## BEGIN Dataset extract

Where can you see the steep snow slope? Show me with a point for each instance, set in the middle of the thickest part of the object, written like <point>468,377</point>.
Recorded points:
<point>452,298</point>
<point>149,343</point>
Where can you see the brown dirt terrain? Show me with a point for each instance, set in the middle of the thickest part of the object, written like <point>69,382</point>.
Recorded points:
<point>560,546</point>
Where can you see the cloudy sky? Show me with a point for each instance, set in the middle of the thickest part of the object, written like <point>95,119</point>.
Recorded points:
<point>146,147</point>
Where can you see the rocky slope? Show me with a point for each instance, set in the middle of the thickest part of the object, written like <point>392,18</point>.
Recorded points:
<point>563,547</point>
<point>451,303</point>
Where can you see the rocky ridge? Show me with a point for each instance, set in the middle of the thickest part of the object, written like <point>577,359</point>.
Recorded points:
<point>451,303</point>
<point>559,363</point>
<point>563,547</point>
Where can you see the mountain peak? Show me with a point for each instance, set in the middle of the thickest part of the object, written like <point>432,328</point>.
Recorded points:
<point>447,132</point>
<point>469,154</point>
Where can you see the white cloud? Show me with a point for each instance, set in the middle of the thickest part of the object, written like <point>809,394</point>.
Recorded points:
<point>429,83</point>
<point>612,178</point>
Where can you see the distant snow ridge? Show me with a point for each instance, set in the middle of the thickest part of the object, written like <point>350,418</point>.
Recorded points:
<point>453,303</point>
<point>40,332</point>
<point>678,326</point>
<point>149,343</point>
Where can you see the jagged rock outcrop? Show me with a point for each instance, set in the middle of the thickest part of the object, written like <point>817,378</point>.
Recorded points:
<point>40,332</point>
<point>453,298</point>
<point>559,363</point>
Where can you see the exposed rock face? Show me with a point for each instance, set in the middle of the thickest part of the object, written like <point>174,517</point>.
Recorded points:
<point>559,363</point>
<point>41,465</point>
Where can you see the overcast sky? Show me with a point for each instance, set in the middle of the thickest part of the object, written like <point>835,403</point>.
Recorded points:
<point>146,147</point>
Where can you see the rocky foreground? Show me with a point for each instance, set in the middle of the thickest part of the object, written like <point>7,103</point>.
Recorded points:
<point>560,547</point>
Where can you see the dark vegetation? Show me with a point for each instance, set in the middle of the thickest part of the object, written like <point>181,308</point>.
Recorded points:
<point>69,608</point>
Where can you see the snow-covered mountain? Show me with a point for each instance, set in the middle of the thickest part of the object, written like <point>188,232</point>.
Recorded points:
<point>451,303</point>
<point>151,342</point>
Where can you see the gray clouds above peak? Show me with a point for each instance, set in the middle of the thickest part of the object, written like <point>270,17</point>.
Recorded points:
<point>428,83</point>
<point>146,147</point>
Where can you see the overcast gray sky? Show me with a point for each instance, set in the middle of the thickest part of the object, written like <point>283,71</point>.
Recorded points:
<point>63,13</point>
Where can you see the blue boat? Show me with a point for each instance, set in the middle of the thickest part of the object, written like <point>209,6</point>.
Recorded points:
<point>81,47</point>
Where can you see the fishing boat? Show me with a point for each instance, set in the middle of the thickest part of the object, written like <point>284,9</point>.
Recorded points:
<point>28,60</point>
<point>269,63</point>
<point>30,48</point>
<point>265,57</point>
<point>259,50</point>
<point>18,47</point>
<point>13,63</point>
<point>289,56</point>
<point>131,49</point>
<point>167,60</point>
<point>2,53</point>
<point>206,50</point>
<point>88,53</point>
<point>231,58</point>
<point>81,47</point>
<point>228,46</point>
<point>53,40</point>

## END Dataset extract

◆ Stated exercise ◆
Give all of the records above as a JSON list of strings, with one string for each line and blank lines left out.

◆ Solved exercise ◆
[
  "Where can you see the steep snow slope? Show me with a point for each instance, set in the middle of the thickest part of the object, written like <point>468,377</point>.",
  "Recorded points:",
  "<point>452,298</point>",
  "<point>149,343</point>",
  "Where can you see the brown dirt terrain? Show me with a point for each instance, set in the middle of the thickest part of the object, written like <point>69,382</point>.",
  "Recorded points:",
  "<point>560,546</point>",
  "Where can you see the cloudy sky? Show me with a point for each instance, set in the middle of the thickest part of the object, written like <point>95,119</point>.",
  "Recorded points:",
  "<point>146,147</point>",
  "Where can you see the rocky slope? Show me with a point for each instance, set in the middle of the thickest part of the object, written like <point>392,18</point>.",
  "Recorded points:",
  "<point>563,547</point>",
  "<point>451,303</point>",
  "Where can you see the rocky ridge? Show me with a point for each instance, set in the middle of the thickest part of the object, written like <point>577,359</point>.",
  "Recorded points:",
  "<point>451,303</point>",
  "<point>559,363</point>",
  "<point>563,547</point>",
  "Where can you see the mountain peak? Show me with a point for each instance, set in the middle of the thickest part of the object, written like <point>432,328</point>.",
  "Recorded points:",
  "<point>447,132</point>",
  "<point>469,154</point>",
  "Where can you see the white cloud? Show me with a point for each instance, set in the middle of the thickest part of the object, written like <point>809,394</point>.",
  "Recorded points:",
  "<point>429,83</point>",
  "<point>612,178</point>",
  "Where can you see the distant snow ridge? Show me with a point for each instance, set in the middle of the thickest part of the object, written like <point>350,418</point>.",
  "Recorded points:",
  "<point>453,303</point>",
  "<point>40,332</point>",
  "<point>678,326</point>",
  "<point>149,343</point>",
  "Where can you see the jagged rock outcrop? Show me with a point for each instance, set in the middle of the thickest part of the object, written like <point>817,378</point>.",
  "Recorded points:",
  "<point>40,332</point>",
  "<point>453,298</point>",
  "<point>559,363</point>",
  "Where can you see the exposed rock face? Show me with a point for each instance, set in the middle of the thickest part of the object, written like <point>174,517</point>.",
  "Recorded points:",
  "<point>559,363</point>",
  "<point>41,465</point>",
  "Where can you see the overcast sky? Show me with a point for each instance, set in the middle of the thickest part of the object, written like <point>835,403</point>.",
  "Recorded points:",
  "<point>146,147</point>",
  "Where can you see the rocky foreground? Show me with a point for each instance, set in the middle of the thickest part of the object, written like <point>7,103</point>.",
  "Recorded points:",
  "<point>560,547</point>",
  "Where can you see the dark vegetation? Show me with a point for each instance, set in the middle of the thickest part of the object, written like <point>181,308</point>.",
  "Recorded points:",
  "<point>69,608</point>",
  "Where can you see the snow-covered mountain? Show me with a point for each instance, set in the middle of the thickest part of the object, written like <point>188,232</point>.",
  "Recorded points:",
  "<point>451,303</point>",
  "<point>151,342</point>",
  "Where can you see the gray clouds above peak? Show me with a point for each instance, set in the middle of the thickest part of the object, written like <point>270,17</point>.",
  "Recorded points:",
  "<point>428,83</point>",
  "<point>146,147</point>",
  "Where can you see the overcast gray sky? Show me with a point for each instance, set in the middle of the thickest part of the object, written like <point>283,71</point>.",
  "Recorded points:",
  "<point>63,13</point>",
  "Where can you see the blue boat? Show me with a point for each instance, set in the middle of the thickest part of the object, written like <point>209,6</point>.",
  "Recorded points:",
  "<point>81,47</point>",
  "Where can you see the fishing boat? Show me with a point for each instance, set in the middle of the thickest part of the object, written like <point>284,9</point>.",
  "Recorded points:",
  "<point>28,60</point>",
  "<point>269,63</point>",
  "<point>30,48</point>",
  "<point>265,57</point>",
  "<point>259,50</point>",
  "<point>18,47</point>",
  "<point>13,63</point>",
  "<point>289,56</point>",
  "<point>131,49</point>",
  "<point>167,60</point>",
  "<point>2,53</point>",
  "<point>206,50</point>",
  "<point>88,53</point>",
  "<point>231,58</point>",
  "<point>81,47</point>",
  "<point>228,46</point>",
  "<point>53,40</point>"
]